- _WORK TO BE COMPLETED_: Render every line of the entries below as a JSON list of strings, one string per line, skipping blank lines. Leave the picture markers out of the list.
--- START OF ROWS ---
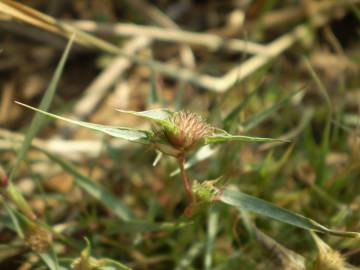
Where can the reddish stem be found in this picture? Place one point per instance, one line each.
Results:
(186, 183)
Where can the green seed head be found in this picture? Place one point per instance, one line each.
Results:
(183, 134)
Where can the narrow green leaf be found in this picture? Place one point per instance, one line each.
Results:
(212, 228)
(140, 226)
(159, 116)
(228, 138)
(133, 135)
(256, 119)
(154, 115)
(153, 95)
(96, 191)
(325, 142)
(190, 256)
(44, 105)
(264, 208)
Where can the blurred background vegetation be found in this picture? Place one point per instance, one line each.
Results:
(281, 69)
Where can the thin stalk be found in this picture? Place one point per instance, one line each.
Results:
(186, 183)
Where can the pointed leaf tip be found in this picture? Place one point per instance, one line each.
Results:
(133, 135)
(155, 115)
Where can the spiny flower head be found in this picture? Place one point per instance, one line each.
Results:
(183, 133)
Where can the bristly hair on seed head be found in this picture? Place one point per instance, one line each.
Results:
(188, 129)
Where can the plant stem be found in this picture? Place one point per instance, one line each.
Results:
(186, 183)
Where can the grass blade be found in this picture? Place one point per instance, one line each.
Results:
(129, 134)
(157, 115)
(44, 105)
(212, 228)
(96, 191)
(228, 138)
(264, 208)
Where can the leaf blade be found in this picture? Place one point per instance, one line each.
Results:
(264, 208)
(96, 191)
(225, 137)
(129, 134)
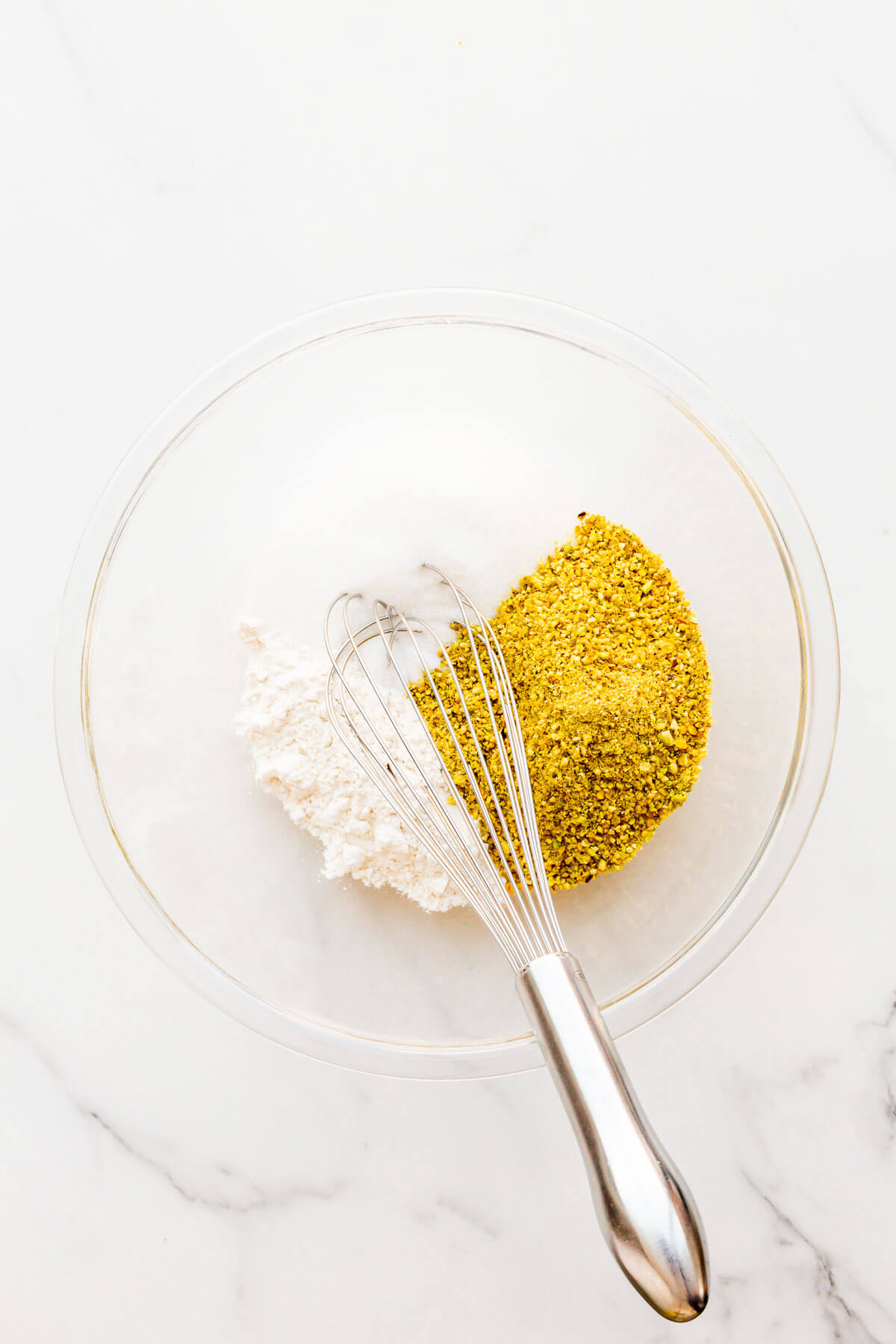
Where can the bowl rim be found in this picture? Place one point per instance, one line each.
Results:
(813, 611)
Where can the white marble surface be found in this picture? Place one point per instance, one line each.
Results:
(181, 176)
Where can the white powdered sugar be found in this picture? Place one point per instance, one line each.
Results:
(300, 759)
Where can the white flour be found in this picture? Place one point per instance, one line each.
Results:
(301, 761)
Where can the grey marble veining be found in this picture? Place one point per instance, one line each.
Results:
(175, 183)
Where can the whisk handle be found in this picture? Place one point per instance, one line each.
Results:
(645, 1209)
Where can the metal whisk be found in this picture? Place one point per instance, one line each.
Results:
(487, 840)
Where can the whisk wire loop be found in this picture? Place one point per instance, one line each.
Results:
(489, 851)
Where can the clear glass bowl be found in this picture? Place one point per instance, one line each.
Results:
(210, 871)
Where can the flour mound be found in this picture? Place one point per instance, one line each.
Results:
--- END OF ROWS ---
- _THE SOLUTION_:
[
  "Where can the reddish stem be found in this picture? Place one point per instance, one line each.",
  "Results:",
  "(186, 183)",
  "Where can the green seed head be found in this picture? Place one point per instance, one line each.",
  "Results:",
  "(183, 134)",
  "Where can the narrow green leaf be found in this picture? Place one point per instance, one line each.",
  "Results:",
  "(212, 228)",
  "(140, 226)",
  "(159, 116)",
  "(228, 138)",
  "(133, 135)",
  "(256, 119)",
  "(154, 115)",
  "(153, 95)",
  "(96, 191)",
  "(325, 142)",
  "(190, 256)",
  "(44, 105)",
  "(264, 208)",
  "Where can the blurred background vegetation be found in this picture? Place one point per instance, one line each.",
  "Results:",
  "(281, 69)",
  "Where can the thin stalk be found in this picture? Place one point per instance, one line each.",
  "Results:",
  "(186, 183)",
  "Where can the pointed leaf tip be found in this picture? Place one point per instance, one line each.",
  "Results:",
  "(133, 135)",
  "(155, 115)",
  "Where can the spiny flower head be found in this picture? Place one point per instance, one line each.",
  "Results:",
  "(183, 133)",
  "Where can the bristly hair on seed head be found in this picture? Place one point per instance, one line each.",
  "Results:",
  "(188, 129)",
  "Where can the plant stem be found in this picture? Place one point per instance, one line each.",
  "Results:",
  "(186, 183)",
  "Where can the grass blade be found in this picture? Place one point per instance, one line each.",
  "Results:",
  "(129, 134)",
  "(157, 115)",
  "(44, 105)",
  "(212, 228)",
  "(96, 191)",
  "(228, 138)",
  "(264, 208)",
  "Where can the leaf blade be found in this picture? Place one point per instance, one line each.",
  "Results:",
  "(264, 208)",
  "(96, 191)",
  "(225, 137)",
  "(129, 134)",
  "Where can the bowl rim be found in this picture? Place one point per instance, one line each.",
  "Results:",
  "(813, 611)",
  "Where can the white marble surface be found in this picture? Place one point per instance, one line each.",
  "Results:",
  "(181, 176)",
  "Where can the white powdered sugar be found in this picture? Place one point per instance, one line each.",
  "Results:",
  "(300, 759)",
  "Where can the white flour be found in this picture? Place one point per instance, one line each.",
  "Results:",
  "(301, 761)",
  "Where can the grey marble veining be found in this picture? Place one point per instance, one line each.",
  "Results:",
  "(175, 183)",
  "Where can the whisk handle be found in this picture? Place one point per instance, one line each.",
  "Results:",
  "(645, 1209)",
  "Where can the metal whisk be found in this picture? Place one point per instance, one line each.",
  "Results:",
  "(487, 840)",
  "Where can the whisk wire loop be found in this picture? Place one point per instance, one line each.",
  "Results:",
  "(489, 851)",
  "Where can the clear glass bowl be found in this picture? Place one point per instance, one line each.",
  "Results:",
  "(210, 871)",
  "Where can the flour mound be found in this picture? Place one point per instance, one line each.",
  "Results:"
]